### Your objective
The records should be copied out again with no alteration.
*** Records supplied Section Begins ***
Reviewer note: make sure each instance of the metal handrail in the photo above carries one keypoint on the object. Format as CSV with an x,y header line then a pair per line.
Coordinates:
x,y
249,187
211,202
*** Records supplied Section Ends ***
### Task solution
Reviewer note: make sure each instance of the metal handrail in the photo above carries one keypoint on the object. Format as CSV with an x,y header line then a pair per line.
Coordinates:
x,y
249,187
211,202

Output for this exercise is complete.